## Consigne A
Recopiez à l'identique, dans les enregistrements, tout ce qui va de la ligne contenant "Where can the dark" jusqu'à celle contenant "column 331, row 60", ces deux lignes comprises.

Je parlais
récemment sur Twitter
de Gabrielle
Émilie Le Tonnelier de Breteuil, marquise du Châtelet, à qui on
doit le principe de la conservation de l'énergie, et en l'honneur de
qui je trouve que Paris pourrait bien faire l'effort de rebaptiser la
place du Châtelet en place Émilie du Châtelet (1706–1749)
.
Tout, évidemment, est compliqué dans cette histoire, et il est
difficile de dire des choses complètement correctes surtout en 280
caractères.
Je ne veux pas parler ici de l'histoire des sciences, même si c'est
évidemment passionnant, et il y aurait beaucoup à en dire. De ce que
je comprends, il y avait une controverse sur la nature de la force
vive d'un corps en mouvement : m·v (ce qu'on
appelle de nos jours la quantité de mouvement
) ou
bien m·v² (ce que, quitte à ajouter un facteur ½
sans grande importance, on appelle maintenant l'énergie
cinétique
) ? Le concept d'énergie cinétique (sous le nom
de force vive
, donc), le m·v², est dû à
Leibniz autour de 1680, et ce n'est que bien plus tard, avec Mayer et
Joule indépendamment, vers 1840, que la conservation de l'énergie sous
toutes ses formes y compris la chaleur a été posée comme une
base de la thermodynamique (quant au terme d'énergie
lui-même,
il est dû à Thomas Young en 1802) ; mais (toujours de ce que je
comprends) Émilie du Châtelet, en éclairant de façon définitive la
controverse entre m·v
et m·v² (en observant qu'une balle allant trois
fois plus vite avait un impact neuf fois plus important et pas juste
trois fois), a été la première, en 1740, à poser les bases d'une
quantité conservée dans le cadre mécanique, avec conversion de
l'énergie cinétique en énergie potentielle et vice versa. Comme
d'habitude, retracer l'histoire d'une idée est compliqué parce que
cette idée prend des formes variées à travers les esprits et les
époques, et parce que le progrès est souvent incrémental. (Et s'il
est intéressant de regarder mécaniquement l'histoire des fréquences
d'occurrence d'un terme
comme conservation
de l'énergie
sur Google Ngrams, cela nous apprend des choses
sur la popularité de l'expression mais pas sur la genèse du concept.)

## Données à traiter
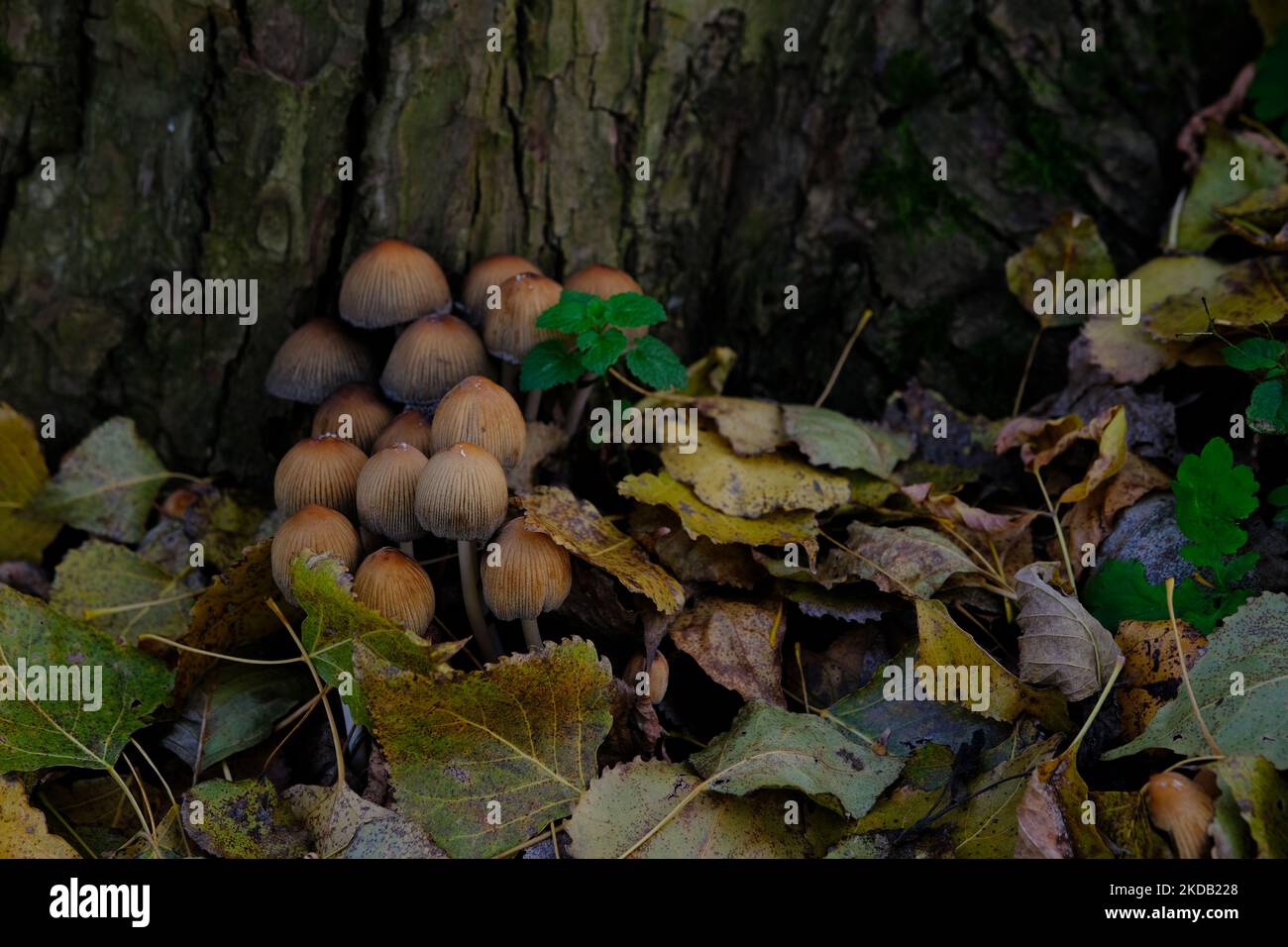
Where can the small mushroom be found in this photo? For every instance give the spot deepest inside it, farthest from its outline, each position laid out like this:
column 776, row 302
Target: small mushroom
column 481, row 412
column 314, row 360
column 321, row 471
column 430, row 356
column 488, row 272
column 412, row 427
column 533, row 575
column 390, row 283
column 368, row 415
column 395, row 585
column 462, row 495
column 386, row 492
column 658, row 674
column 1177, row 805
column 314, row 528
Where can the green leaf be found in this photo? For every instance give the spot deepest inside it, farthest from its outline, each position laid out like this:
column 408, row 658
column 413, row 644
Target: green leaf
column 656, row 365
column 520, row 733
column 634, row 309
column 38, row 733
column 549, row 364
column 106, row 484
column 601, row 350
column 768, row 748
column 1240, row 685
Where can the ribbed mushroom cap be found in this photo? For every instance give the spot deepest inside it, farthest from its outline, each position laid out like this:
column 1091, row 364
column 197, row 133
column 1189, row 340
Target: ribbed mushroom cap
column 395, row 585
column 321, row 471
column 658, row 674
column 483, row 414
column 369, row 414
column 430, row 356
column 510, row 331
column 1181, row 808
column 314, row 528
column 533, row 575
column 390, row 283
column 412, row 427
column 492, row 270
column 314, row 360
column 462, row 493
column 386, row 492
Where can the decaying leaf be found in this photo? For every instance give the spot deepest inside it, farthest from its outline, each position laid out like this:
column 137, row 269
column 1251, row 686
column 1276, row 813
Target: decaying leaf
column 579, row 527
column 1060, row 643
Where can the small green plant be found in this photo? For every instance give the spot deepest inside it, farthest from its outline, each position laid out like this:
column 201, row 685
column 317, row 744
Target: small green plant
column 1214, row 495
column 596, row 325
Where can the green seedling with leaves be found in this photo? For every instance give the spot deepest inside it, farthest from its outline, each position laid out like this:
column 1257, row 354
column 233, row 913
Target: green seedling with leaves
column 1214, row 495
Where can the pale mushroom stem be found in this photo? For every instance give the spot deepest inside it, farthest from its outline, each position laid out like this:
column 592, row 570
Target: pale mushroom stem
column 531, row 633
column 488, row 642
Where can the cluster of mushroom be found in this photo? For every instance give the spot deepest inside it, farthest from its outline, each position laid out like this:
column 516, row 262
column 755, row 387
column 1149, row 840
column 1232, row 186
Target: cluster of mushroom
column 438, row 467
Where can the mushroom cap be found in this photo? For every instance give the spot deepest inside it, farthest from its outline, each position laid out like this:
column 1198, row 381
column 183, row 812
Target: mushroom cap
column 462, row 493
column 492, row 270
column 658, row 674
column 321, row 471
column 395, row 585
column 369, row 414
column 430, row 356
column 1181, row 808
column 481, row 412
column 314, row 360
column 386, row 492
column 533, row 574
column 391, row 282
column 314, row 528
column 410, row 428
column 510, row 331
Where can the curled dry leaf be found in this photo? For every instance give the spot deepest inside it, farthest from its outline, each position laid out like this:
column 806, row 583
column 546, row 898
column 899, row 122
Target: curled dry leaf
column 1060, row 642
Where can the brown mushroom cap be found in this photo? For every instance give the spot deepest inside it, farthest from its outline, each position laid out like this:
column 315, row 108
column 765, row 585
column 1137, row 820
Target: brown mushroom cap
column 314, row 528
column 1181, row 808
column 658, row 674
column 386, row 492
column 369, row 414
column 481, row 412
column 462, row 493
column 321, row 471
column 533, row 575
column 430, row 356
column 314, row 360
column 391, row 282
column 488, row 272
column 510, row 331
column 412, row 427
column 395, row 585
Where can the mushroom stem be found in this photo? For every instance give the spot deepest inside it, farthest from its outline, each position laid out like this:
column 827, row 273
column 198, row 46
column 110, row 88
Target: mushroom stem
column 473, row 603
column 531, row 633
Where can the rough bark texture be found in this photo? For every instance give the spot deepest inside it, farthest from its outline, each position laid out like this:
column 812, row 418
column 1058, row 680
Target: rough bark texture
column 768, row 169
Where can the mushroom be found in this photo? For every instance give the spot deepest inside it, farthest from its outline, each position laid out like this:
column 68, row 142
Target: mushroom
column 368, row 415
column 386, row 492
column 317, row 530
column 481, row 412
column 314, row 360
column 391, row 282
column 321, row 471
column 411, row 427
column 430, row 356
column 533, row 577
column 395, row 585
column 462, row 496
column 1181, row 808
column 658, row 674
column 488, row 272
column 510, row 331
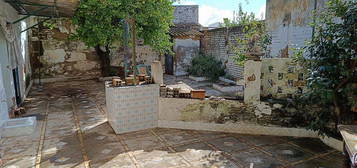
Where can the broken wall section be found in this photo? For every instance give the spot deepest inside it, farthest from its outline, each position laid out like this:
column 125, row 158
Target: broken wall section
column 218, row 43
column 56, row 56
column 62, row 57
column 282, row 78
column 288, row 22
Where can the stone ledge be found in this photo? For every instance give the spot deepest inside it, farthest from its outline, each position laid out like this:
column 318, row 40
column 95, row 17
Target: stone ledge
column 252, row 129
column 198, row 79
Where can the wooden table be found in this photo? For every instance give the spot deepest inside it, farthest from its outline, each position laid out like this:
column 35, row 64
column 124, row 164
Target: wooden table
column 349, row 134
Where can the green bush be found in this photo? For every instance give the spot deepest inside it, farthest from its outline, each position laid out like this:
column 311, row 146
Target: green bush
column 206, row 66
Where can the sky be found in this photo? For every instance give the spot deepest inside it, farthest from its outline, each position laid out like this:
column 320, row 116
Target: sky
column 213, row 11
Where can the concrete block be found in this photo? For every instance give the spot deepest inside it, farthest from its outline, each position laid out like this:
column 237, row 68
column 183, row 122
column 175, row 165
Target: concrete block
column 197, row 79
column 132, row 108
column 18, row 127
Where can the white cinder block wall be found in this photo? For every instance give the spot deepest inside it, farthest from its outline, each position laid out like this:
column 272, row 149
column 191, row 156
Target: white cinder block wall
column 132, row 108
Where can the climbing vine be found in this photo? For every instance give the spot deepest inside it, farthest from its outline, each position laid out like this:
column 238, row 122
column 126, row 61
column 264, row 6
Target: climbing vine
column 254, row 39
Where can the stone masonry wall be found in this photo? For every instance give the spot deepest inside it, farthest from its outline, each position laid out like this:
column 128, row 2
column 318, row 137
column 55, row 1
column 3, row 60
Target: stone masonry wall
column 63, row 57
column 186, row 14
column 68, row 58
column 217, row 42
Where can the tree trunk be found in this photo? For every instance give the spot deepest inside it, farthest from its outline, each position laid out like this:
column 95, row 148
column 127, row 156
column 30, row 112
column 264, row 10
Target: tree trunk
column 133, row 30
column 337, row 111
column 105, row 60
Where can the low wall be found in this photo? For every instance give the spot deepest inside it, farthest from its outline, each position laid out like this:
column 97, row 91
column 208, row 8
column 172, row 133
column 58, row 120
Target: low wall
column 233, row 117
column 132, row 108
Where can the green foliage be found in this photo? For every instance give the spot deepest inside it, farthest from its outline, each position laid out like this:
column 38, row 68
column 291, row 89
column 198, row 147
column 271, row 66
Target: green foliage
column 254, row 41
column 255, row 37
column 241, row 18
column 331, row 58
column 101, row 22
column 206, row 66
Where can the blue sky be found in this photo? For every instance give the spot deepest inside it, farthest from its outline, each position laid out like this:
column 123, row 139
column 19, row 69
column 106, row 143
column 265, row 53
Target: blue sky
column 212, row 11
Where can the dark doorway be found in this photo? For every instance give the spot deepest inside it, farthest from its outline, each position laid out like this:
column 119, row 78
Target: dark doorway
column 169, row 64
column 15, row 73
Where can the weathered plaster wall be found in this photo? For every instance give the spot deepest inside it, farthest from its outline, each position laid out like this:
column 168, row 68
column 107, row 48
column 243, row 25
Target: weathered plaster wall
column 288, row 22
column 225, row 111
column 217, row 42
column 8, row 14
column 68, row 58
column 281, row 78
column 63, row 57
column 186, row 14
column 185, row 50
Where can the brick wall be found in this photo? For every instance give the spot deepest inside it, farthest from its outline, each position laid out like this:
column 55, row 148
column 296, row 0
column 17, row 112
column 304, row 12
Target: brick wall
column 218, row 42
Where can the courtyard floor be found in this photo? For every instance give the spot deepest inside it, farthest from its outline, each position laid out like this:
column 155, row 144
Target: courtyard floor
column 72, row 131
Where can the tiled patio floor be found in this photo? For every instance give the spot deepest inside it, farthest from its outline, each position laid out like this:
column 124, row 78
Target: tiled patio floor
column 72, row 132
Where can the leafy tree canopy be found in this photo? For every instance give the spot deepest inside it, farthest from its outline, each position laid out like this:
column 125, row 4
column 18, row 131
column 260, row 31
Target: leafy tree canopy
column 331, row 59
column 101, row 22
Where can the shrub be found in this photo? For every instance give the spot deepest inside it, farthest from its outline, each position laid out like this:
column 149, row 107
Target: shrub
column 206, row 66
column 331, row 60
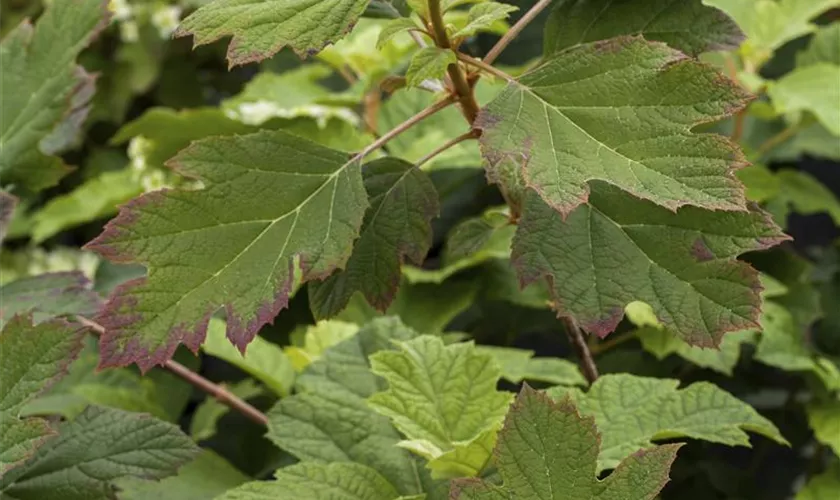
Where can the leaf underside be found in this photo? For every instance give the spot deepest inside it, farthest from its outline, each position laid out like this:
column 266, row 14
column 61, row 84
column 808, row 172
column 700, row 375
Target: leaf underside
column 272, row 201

--

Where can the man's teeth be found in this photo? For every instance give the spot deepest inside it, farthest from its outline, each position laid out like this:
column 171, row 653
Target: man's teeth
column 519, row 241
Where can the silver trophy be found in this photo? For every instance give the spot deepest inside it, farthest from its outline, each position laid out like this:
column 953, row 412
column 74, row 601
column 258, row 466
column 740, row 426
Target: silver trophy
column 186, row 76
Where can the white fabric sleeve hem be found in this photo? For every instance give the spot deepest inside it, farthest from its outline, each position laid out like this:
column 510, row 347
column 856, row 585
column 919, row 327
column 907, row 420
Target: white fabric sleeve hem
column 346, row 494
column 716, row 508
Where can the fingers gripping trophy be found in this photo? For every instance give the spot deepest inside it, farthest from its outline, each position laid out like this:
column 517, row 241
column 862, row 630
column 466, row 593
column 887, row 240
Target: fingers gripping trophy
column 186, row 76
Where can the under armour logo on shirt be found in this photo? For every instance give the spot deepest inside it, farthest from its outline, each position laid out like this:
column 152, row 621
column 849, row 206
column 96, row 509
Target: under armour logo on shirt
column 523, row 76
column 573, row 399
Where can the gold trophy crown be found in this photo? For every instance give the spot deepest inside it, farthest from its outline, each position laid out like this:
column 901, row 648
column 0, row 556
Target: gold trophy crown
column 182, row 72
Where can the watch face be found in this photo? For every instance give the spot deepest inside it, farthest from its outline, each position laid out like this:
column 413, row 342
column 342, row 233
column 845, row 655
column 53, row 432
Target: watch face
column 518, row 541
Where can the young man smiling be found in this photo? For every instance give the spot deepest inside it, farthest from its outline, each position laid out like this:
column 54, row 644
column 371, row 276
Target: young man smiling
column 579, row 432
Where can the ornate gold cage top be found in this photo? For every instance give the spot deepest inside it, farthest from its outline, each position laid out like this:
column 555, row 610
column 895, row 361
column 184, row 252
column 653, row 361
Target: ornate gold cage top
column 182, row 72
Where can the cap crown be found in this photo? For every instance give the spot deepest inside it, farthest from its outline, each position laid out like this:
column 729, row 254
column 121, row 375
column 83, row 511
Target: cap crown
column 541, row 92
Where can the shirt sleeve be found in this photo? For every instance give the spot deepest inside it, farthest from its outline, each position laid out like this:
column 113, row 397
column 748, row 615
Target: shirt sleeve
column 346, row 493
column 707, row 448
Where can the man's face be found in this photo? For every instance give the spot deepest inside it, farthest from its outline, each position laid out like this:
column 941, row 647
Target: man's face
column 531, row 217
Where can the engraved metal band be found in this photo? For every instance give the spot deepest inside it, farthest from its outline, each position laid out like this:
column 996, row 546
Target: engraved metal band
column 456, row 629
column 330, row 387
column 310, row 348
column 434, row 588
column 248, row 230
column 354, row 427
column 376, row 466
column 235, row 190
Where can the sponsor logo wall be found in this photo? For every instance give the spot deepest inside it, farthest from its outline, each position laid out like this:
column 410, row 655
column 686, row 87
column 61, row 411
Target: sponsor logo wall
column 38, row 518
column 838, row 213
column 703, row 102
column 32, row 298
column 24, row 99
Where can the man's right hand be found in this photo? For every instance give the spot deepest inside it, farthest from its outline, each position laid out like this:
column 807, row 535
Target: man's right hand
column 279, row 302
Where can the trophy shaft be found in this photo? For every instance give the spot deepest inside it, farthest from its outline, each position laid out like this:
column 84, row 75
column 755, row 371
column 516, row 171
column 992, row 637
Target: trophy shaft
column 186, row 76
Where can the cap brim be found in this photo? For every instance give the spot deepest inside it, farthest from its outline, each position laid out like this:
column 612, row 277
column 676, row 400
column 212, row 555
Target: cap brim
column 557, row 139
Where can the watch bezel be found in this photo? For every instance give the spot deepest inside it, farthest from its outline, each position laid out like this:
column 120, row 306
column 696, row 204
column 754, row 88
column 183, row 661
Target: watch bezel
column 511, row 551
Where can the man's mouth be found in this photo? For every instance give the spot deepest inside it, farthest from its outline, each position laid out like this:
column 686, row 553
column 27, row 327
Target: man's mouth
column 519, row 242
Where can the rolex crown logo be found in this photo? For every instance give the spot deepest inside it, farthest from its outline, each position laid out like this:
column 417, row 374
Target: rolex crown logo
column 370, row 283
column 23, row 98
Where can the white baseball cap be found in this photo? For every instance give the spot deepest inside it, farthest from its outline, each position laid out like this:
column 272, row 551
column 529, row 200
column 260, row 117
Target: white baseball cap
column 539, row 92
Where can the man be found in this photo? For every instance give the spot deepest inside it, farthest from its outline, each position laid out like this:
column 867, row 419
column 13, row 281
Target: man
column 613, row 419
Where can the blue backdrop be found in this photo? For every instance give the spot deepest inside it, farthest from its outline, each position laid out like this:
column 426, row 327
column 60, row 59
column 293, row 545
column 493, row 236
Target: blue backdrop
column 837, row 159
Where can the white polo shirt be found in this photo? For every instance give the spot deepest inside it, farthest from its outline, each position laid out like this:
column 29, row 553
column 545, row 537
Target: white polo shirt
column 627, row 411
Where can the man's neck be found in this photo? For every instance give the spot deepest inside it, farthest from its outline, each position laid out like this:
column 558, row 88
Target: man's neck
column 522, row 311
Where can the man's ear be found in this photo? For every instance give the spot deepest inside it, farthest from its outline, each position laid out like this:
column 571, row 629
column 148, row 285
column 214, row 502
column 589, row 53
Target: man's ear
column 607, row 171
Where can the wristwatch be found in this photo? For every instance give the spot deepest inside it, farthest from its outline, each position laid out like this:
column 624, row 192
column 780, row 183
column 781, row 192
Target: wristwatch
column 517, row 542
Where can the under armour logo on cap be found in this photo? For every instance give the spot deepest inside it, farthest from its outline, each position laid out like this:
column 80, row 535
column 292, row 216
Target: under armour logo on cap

## Consigne B
Reprenez le texte sur Émilie du Châtelet et la conservation de l'énergie à la suite de sa dernière phrase, et prolongez-le.

## Résultat A
Where can the dark doorway be found in this photo? For every instance give the spot deepest inside it, farthest from its outline, each position laid out like this:
column 119, row 78
Target: dark doorway
column 169, row 64
column 15, row 73
Where can the weathered plaster wall be found in this photo? For every instance give the spot deepest inside it, farthest from its outline, each position laid out like this:
column 168, row 68
column 107, row 48
column 243, row 25
Target: weathered plaster wall
column 288, row 22
column 225, row 111
column 217, row 42
column 8, row 14
column 68, row 58
column 281, row 78
column 63, row 57
column 186, row 14
column 185, row 50
Where can the brick wall be found in this photo? For every instance give the spot deepest inside it, farthest from its outline, each position laid out like this:
column 55, row 148
column 296, row 0
column 17, row 112
column 304, row 12
Target: brick wall
column 218, row 42
Where can the courtyard floor be found in this photo? For every instance give the spot deepest inside it, farthest from its outline, each position laid out like this:
column 155, row 144
Target: courtyard floor
column 72, row 131
Where can the tiled patio floor be found in this photo? For every instance give the spot deepest inside it, farthest from its outline, each position laid out like this:
column 124, row 78
Target: tiled patio floor
column 72, row 132
Where can the leafy tree canopy be found in this photo? For every instance give the spot deepest inside it, farthest from its outline, each position laid out like this:
column 125, row 4
column 18, row 131
column 260, row 31
Target: leafy tree canopy
column 331, row 59
column 101, row 22
Where can the shrub be found in this photo? For every instance give the spot deepest inside it, farthest from its outline, each position laid out like this:
column 149, row 107
Target: shrub
column 206, row 66
column 331, row 60

## Résultat B
On peut discuter de combien Émilie du Châtelet doit partager la
reconnaissance avec d'autres, mais elle est à tout le moins un des
géants sur les épaules desquels d'autres se sont tenus.
Mais la question, beaucoup plus anecdotique mais pas moins
passionnante, que je veux évoquer ici, est celle de comment on doit
appeler cette
dame. On
m'a signalé qu'on ne devrait pas (au moins selon une certaine
définition de on ne devrait pas
) l'appeler Émilie du
Châtelet
, parce que son nom est Émilie de Breteuil
(ou Émilie Le Tonnelier de Breteuil
), et son titre
est marquise du Châtelet
parce que son mari est (enfin, était)
le marquis du Châtelet, et qu'il ne faut pas mélanger les deux.
Si je comprends bien l'objection, appeler cette dame Émilie du
Châtelet
serait comme appeler Anne Hidalgo Anne de Paris
en
mélangeant son nom (Anne Hidalgo
) et son titre (maire de
Paris
). Je regrette que cette comparaison ne m'ait pas été faite
tout de suite, parce que ça m'aurait aidé à comprendre.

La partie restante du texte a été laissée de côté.